VOS CONSIGNES: Poursuivez le texte sur l'album Qasr de Sheherazaad, en reprenant juste après sa dernière phrase.

Qasr

Avec Qasr, Sheherazaad signe un premier mini-album aussi intime que visionnaire, sorti en mars 2024 chez Erased Tapes. Le mot Qasr signifie « château » ou « forteresse » en ourdou : un titre qui incarne parfaitement la nature de ce disque, construit comme un refuge sonore où se superposent traditions, fractures et reconstructions identitaires.

Une voix diasporique

Dès les premières notes de Mashoor, la voix ample de Sheherazaad impose un univers théâtral et habité. Ce morceau, porté par une guitare acoustique précise et par la production délicatement tissée d’Arooj Aftab, met en scène l’obsession contemporaine pour la célébrité. Plus largement, il pose les bases du disque : une musique enracinée dans la diaspora, qui refuse les assignations culturelles trop étroites. Chaque titre agit comme une pièce d’un château intérieur. Dhund Lo Mujhe déploie un cirque sonore, presque carnavalesque, pour raconter la folie de l’expérience migratoire. Avec Koshish, l’artiste revisite son enfance californienne, en injectant oud et rythmiques méditerranéennes dans un esprit presque surf. Khatam se fait méditation apocalyptique, un chant sur la fin des civilisations et le temps qui s’effondre, tandis que Lehja conclut l’album dans une énigme lumineuse, répétant le mot azaadi (liberté), comme un mantra de délivrance.

DONNÉES SOURCES:
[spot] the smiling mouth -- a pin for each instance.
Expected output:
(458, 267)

RÉPONSE À L'EXERCICE:
Métissage sonore

Impossible de réduire Qasr à un genre. On y trouve des échos de folk contemporain, de classique hindoustani, de jazz, parfois même des inflexions flamenco. Cette pluralité ne relève pas d’un simple collage esthétique, mais d’une volonté décoloniale : faire entendre une voix diasporique qui refuse le carcan du « world music » et s’impose comme une écriture artistique à part entière. Ce qui frappe avant tout, c’est la tension entre puissance et fragilité. La voix de Sheherazaad se dresse comme un rempart, mais derrière ses inflexions se devinent des failles : deuil familial, fragmentation culturelle, mémoire des migrations. C’est là que réside la beauté de Qasr : dans cette forteresse sonore traversée de fissures, où chaque brèche devient une ouverture vers l’autre. Ce mini-album d’à peine vingt-trois minutes bouleverse par sa densité et sa cohérence. Plus qu’un simple début, il annonce l’émergence d’une artiste qui pourrait redessiner les contours de la musique diasporique contemporaine.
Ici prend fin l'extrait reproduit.